## Excerto do documento
You are here

Professores das escolas de ensino artístico especializado realizam concerto de protesto segunda-feira

As escolas do ensino artístico continuam à espera da transferência de verbas, bloqueada pelo ministro Crato. Na próxima segunda-feira, 9 de fevereiro, os professores das escolas do ensino artístico realizam "um concerto" junto do Ministério da Educação entre as 11h e as 13.30h, em protesto contra os salários em atraso.
Escolas de ensino artístico especializado vivem situação dramática

Há professores que já não recebem há seis meses, devido à demora na transferência de verbas por parte do ministério da Educação e Ciência (MEC), que afeta também escolas profissionais e instituições que asseguram atividades de enriquecimento curricular.

Segundo a Fenprof, na conferência de imprensa realizada na tarde da passada quarta-feira nas instalações da Academia de Música de Almada, na Trafaria, duas notas se destacaram: “Há que tomar medidas urgentes para concretizar o pagamento dos salários em atraso aos docentes e para alterar as condições de financiamento dessas instituições”.

## O que se pede
Pode transcrever na íntegra, palavra por palavra, o texto sobre o concerto de protesto dos professores do ensino artístico especializado?

Dados armazenados:
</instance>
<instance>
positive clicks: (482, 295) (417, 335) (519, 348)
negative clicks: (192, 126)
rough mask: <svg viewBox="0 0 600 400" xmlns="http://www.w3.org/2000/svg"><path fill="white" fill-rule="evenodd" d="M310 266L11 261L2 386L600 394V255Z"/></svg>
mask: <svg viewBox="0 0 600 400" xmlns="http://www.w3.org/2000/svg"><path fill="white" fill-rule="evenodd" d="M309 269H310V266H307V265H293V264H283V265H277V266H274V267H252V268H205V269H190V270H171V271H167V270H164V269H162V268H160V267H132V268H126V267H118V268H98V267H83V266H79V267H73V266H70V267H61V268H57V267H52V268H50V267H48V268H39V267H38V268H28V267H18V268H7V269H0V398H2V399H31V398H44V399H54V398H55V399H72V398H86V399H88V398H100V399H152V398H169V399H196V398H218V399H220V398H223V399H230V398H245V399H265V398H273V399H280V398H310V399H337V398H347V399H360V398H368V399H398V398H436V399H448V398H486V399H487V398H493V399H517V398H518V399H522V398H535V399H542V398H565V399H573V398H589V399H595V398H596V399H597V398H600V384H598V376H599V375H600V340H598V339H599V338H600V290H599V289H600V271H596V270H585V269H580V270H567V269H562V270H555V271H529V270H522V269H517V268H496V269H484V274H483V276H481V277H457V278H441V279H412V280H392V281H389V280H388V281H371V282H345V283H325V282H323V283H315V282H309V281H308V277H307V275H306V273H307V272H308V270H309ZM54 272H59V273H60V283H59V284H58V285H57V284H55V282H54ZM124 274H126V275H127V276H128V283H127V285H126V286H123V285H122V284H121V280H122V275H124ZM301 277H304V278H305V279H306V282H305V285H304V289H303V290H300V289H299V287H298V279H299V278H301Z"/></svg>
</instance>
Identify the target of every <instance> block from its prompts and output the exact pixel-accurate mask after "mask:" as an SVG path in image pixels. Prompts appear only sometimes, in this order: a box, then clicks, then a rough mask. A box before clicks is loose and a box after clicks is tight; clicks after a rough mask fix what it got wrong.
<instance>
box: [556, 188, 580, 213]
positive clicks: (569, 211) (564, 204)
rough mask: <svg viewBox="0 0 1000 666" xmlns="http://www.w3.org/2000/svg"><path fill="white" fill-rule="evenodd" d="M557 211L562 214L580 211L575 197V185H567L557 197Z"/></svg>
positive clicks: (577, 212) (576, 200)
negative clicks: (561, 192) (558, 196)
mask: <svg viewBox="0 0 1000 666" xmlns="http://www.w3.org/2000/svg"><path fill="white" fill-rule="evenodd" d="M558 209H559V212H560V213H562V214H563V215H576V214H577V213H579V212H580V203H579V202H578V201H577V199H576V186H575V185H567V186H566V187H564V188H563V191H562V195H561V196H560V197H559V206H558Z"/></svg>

* * *

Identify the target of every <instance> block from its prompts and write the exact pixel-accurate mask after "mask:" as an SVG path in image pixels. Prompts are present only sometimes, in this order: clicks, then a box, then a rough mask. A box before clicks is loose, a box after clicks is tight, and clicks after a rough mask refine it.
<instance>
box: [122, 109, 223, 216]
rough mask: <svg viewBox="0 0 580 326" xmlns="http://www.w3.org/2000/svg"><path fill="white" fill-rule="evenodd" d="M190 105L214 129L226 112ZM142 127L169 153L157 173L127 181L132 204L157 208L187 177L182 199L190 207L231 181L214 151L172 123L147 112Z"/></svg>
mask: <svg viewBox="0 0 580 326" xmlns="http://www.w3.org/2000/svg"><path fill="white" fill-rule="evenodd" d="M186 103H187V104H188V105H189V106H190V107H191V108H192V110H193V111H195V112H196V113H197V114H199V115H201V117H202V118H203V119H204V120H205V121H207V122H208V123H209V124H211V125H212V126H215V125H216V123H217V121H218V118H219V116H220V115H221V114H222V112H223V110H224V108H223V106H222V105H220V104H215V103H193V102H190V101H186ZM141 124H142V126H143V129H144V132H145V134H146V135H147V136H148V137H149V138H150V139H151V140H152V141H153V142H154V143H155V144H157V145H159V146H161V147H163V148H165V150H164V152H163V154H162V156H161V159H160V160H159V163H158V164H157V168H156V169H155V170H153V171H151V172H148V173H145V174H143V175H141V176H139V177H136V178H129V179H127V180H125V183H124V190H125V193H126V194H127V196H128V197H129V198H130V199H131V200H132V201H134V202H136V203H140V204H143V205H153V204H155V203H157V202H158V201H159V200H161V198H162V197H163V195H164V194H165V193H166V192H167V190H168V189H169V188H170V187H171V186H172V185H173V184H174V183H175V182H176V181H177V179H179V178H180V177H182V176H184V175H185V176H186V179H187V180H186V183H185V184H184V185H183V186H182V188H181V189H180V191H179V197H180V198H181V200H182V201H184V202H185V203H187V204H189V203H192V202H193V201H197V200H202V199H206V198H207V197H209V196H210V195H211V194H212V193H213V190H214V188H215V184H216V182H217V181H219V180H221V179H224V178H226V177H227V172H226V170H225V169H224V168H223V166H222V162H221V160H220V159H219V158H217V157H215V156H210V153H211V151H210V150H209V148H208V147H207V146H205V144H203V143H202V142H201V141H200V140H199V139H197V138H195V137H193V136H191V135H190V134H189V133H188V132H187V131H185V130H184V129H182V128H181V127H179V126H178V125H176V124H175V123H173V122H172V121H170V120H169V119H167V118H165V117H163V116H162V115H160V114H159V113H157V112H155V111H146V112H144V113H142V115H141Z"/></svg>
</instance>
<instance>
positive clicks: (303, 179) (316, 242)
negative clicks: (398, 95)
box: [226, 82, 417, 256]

## Resultado
You are here

Professores das escolas de ensino artístico especializado realizam concerto de protesto segunda-feira

As escolas do ensino artístico continuam à espera da transferência de verbas, bloqueada pelo ministro Crato. Na próxima segunda-feira, 9 de fevereiro, os professores das escolas do ensino artístico realizam "um concerto" junto do Ministério da Educação entre as 11h e as 13.30h, em protesto contra os salários em atraso.
Escolas de ensino artístico especializado vivem situação dramática

Há professores que já não recebem há seis meses, devido à demora na transferência de verbas por parte do ministério da Educação e Ciência (MEC), que afeta também escolas profissionais e instituições que asseguram atividades de enriquecimento curricular.

Segundo a Fenprof, na conferência de imprensa realizada na tarde da passada quarta-feira nas instalações da Academia de Música de Almada, na Trafaria, duas notas se destacaram: “Há que tomar medidas urgentes para concretizar o pagamento dos salários em atraso aos docentes e para alterar as condições de financiamento dessas instituições”.